— DESCRIPTION OF THE TASK —
Locate the line that contains "# tag every instance of the blue". Print it and each following line through the end of the listing, verbatim, and nothing more.

— INFORMATION SHOWN —
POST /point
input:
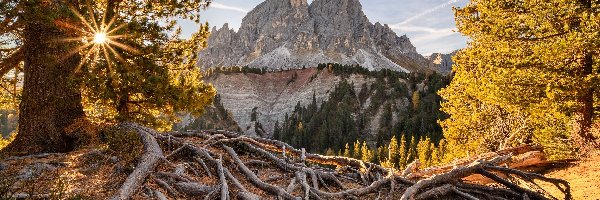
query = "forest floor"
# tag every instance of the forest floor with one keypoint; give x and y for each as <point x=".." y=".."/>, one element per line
<point x="93" y="173"/>
<point x="584" y="177"/>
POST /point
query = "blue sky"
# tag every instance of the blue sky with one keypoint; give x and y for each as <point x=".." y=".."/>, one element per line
<point x="428" y="23"/>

— TASK RESPONSE —
# tag every instance of the blue sky with one keypoint; give x and y for each as <point x=".." y=".."/>, one element per line
<point x="428" y="23"/>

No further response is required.